Starting at the line that contains "Could you please indicate the window", copy each line through the end of the listing below. Include both ends and output nothing more.

■ **Listed records**
** begin **

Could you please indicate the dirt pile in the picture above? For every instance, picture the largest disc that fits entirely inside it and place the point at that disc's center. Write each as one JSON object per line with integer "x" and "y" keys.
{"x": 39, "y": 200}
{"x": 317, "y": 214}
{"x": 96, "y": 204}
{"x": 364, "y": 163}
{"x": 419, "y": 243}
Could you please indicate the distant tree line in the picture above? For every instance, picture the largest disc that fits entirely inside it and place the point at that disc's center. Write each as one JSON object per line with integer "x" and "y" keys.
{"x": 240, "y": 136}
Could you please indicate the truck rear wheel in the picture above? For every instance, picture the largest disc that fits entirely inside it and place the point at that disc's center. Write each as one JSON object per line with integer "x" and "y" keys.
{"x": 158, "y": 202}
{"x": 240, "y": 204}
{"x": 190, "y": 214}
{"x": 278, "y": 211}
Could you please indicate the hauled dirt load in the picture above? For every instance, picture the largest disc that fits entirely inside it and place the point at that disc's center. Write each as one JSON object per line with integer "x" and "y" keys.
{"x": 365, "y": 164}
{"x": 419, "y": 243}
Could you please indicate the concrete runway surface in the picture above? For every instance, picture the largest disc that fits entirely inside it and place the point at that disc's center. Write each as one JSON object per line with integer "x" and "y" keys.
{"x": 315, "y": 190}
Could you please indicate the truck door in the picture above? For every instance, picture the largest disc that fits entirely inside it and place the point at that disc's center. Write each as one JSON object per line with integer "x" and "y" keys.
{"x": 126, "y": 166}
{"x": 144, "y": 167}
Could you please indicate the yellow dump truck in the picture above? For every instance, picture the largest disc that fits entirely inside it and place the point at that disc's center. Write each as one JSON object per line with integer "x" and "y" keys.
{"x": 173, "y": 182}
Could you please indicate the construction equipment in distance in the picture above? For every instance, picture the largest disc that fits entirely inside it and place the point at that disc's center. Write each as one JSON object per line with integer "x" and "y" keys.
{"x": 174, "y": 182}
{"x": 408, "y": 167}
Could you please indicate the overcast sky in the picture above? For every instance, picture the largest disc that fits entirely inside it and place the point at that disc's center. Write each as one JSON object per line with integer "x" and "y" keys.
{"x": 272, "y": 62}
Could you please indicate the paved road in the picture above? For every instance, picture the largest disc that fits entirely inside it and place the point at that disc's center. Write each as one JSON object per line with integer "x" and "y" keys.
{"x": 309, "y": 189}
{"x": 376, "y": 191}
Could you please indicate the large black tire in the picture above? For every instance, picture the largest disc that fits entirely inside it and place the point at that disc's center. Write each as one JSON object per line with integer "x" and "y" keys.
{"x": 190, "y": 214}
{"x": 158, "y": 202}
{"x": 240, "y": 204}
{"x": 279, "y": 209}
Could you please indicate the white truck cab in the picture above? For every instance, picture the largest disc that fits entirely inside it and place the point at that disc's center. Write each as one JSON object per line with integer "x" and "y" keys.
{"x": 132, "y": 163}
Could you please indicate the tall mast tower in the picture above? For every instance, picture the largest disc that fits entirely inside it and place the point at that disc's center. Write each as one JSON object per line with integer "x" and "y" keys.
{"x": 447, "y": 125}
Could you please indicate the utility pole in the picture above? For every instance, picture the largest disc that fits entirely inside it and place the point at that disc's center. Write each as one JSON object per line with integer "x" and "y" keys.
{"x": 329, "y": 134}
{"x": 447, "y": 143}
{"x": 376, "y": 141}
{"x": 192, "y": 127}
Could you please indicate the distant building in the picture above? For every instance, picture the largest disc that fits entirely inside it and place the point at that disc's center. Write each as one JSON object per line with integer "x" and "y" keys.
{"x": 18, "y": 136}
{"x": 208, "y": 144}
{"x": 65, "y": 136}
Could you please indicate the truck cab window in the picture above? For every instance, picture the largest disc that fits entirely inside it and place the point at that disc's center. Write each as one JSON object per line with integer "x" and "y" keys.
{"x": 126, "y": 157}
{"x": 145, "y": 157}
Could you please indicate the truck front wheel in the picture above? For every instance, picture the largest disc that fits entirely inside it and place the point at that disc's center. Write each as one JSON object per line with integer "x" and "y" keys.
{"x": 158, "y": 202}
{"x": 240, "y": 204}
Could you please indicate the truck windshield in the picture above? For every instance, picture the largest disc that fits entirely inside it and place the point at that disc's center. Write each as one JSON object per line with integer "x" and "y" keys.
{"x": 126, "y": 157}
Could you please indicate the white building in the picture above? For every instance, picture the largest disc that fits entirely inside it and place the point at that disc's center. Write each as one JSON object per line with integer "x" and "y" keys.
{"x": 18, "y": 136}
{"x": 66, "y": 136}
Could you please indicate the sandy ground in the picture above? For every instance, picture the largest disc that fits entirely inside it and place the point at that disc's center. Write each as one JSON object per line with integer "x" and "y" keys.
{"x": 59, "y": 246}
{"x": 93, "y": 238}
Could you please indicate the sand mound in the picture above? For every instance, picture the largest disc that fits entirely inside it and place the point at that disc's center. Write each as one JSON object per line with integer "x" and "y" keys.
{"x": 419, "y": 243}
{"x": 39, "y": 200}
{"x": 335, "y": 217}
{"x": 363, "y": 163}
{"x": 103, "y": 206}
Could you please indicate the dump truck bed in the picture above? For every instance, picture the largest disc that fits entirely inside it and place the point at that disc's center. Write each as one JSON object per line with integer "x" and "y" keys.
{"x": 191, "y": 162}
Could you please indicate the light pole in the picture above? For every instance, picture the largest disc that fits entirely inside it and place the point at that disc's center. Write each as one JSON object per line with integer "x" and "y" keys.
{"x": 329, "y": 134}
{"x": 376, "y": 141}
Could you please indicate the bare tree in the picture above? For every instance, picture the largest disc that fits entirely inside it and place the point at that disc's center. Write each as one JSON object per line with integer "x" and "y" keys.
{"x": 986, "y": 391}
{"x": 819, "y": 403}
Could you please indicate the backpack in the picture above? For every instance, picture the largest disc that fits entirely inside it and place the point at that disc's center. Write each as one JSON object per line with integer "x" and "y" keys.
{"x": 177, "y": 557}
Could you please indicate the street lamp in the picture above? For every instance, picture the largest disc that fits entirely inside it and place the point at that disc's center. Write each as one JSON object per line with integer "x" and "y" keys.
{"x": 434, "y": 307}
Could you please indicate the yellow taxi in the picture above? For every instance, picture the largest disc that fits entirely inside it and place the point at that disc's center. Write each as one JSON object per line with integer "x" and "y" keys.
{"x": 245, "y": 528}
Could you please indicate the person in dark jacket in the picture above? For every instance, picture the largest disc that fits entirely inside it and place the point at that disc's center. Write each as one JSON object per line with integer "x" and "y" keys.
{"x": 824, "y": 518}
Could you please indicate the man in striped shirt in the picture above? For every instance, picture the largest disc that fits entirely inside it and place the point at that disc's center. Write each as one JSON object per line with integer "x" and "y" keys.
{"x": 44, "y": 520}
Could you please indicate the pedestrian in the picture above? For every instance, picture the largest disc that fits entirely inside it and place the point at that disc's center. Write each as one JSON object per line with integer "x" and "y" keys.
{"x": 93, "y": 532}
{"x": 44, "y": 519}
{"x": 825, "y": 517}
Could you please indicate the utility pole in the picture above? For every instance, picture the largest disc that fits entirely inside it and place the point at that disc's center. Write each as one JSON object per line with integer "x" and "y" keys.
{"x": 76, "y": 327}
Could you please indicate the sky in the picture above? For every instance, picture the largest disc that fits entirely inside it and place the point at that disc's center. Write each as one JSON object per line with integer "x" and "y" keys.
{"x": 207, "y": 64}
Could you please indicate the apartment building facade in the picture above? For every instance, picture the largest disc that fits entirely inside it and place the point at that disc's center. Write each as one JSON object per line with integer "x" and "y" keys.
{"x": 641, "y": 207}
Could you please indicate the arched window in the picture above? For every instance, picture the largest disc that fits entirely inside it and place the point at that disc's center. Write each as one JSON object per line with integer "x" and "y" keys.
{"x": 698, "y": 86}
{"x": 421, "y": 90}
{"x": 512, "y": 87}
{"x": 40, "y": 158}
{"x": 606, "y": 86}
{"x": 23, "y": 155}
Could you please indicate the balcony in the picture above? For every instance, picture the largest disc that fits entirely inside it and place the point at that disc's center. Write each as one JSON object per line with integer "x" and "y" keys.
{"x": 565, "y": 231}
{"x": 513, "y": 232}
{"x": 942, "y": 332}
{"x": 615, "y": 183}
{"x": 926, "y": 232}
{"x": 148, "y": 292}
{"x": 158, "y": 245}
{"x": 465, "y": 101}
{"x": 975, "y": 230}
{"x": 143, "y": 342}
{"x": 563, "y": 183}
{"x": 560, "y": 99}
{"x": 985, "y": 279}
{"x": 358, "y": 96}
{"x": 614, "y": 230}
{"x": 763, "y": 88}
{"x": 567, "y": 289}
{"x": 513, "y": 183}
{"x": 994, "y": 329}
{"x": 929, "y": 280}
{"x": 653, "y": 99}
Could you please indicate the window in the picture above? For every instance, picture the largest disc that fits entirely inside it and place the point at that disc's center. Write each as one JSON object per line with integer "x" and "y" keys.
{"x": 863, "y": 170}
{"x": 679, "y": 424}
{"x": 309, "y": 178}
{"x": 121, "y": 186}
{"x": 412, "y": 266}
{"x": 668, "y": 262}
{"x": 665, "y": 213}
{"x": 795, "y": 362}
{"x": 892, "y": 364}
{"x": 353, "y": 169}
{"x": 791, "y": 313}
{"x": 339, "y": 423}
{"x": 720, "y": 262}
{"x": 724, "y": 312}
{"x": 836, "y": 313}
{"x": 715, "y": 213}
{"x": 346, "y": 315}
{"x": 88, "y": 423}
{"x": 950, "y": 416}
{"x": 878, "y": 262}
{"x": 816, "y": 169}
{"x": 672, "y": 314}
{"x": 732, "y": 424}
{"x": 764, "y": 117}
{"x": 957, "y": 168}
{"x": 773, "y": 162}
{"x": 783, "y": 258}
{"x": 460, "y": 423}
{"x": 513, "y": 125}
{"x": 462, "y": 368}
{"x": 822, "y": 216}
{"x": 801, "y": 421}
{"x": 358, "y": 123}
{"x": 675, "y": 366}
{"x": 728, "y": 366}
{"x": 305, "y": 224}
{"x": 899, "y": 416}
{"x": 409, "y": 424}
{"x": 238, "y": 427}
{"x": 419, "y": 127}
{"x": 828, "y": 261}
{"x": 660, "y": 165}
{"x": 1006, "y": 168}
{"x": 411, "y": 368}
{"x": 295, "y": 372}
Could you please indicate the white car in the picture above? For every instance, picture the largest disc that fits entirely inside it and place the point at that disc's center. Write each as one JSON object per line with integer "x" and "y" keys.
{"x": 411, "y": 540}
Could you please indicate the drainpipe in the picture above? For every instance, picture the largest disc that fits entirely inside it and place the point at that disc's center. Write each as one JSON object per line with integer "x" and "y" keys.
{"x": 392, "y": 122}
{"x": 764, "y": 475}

** end **

■ **Response to the exercise**
Could you please indicate the window in the picture above? For every instance, picture the largest disc that fits entirely inside it and place the point at that disc's center. Write each as one JSON object per line with integer "x" and "y" keys.
{"x": 863, "y": 170}
{"x": 679, "y": 424}
{"x": 309, "y": 178}
{"x": 121, "y": 186}
{"x": 412, "y": 266}
{"x": 668, "y": 262}
{"x": 665, "y": 213}
{"x": 795, "y": 362}
{"x": 892, "y": 364}
{"x": 353, "y": 169}
{"x": 791, "y": 313}
{"x": 339, "y": 423}
{"x": 720, "y": 262}
{"x": 724, "y": 312}
{"x": 836, "y": 313}
{"x": 715, "y": 213}
{"x": 346, "y": 315}
{"x": 88, "y": 423}
{"x": 950, "y": 416}
{"x": 878, "y": 262}
{"x": 816, "y": 169}
{"x": 672, "y": 314}
{"x": 732, "y": 424}
{"x": 764, "y": 117}
{"x": 957, "y": 168}
{"x": 773, "y": 162}
{"x": 783, "y": 258}
{"x": 460, "y": 423}
{"x": 513, "y": 125}
{"x": 462, "y": 368}
{"x": 822, "y": 216}
{"x": 801, "y": 421}
{"x": 358, "y": 123}
{"x": 675, "y": 366}
{"x": 728, "y": 366}
{"x": 305, "y": 224}
{"x": 899, "y": 416}
{"x": 409, "y": 424}
{"x": 238, "y": 427}
{"x": 419, "y": 127}
{"x": 828, "y": 261}
{"x": 660, "y": 165}
{"x": 1006, "y": 168}
{"x": 411, "y": 368}
{"x": 295, "y": 372}
Could you please indicate the white car in the picture above? For every instance, picture the largest disc that fits entirely inside it and place the point at that disc's center. Write each as one JSON object per line with integer "x" and "y" keys.
{"x": 411, "y": 540}
Could you please indicate the drainpipe in the picture above? For every instance, picture the largest disc that fits entirely inside it and place the point at that disc's center. Write each as one JSON object per line with integer "x" and "y" keys.
{"x": 392, "y": 122}
{"x": 764, "y": 475}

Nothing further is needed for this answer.